═══ DATASET CONTENT

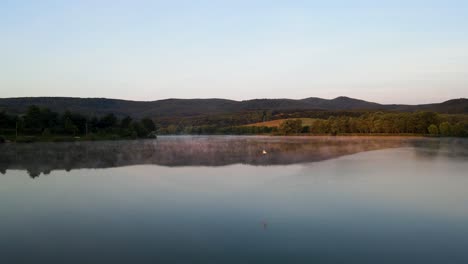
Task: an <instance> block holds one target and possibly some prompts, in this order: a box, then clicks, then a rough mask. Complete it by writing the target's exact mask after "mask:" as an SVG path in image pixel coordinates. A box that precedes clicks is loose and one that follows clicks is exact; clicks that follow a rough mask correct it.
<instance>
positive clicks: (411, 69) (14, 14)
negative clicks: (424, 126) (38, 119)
mask: <svg viewBox="0 0 468 264" xmlns="http://www.w3.org/2000/svg"><path fill="white" fill-rule="evenodd" d="M385 2H386V3H385ZM341 95H345V96H350V97H356V98H362V99H365V100H370V101H377V102H381V103H428V102H438V101H443V100H446V99H450V98H458V97H468V1H411V0H409V1H373V0H364V1H312V0H311V1H305V0H303V1H299V0H297V1H293V0H291V1H273V0H270V1H267V0H259V1H255V0H250V1H246V0H236V1H208V0H204V1H203V0H202V1H195V0H193V1H169V0H166V1H118V0H114V1H105V0H102V1H94V0H89V1H78V0H76V1H65V0H63V1H20V0H16V1H15V0H11V1H9V0H0V97H18V96H78V97H109V98H122V99H132V100H157V99H164V98H213V97H217V98H229V99H237V100H240V99H251V98H305V97H311V96H314V97H323V98H334V97H337V96H341Z"/></svg>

══════

> **TASK REQUIREMENTS**
Copy the whole listing above word for word, but leave out the pictures.

> **FINISHED EXERCISE**
Task: an <instance> block holds one target and possibly some prompts, in this order: a box, then clicks, then a rough mask. Complete it by writing the target's exact mask after "mask:" as an SVG path in image pixel coordinates. A box that precedes clicks is loose and one that follows clicks is exact; clicks that follow a rough mask correct it.
<instance>
positive clicks: (411, 69) (14, 14)
negative clicks: (424, 126) (38, 119)
mask: <svg viewBox="0 0 468 264" xmlns="http://www.w3.org/2000/svg"><path fill="white" fill-rule="evenodd" d="M385 2H386V3H385ZM341 95H345V96H350V97H356V98H362V99H365V100H370V101H377V102H381V103H428V102H438V101H443V100H446V99H450V98H458V97H468V1H411V0H409V1H373V0H364V1H312V0H311V1H305V0H303V1H299V0H297V1H293V0H291V1H273V0H270V1H267V0H259V1H255V0H250V1H246V0H236V1H208V0H204V1H203V0H202V1H195V0H193V1H169V0H166V1H118V0H114V1H105V0H102V1H94V0H89V1H78V0H76V1H65V0H63V1H20V0H16V1H15V0H11V1H9V0H0V97H18V96H78V97H109V98H122V99H132V100H157V99H164V98H213V97H217V98H229V99H237V100H240V99H251V98H305V97H311V96H314V97H323V98H334V97H337V96H341Z"/></svg>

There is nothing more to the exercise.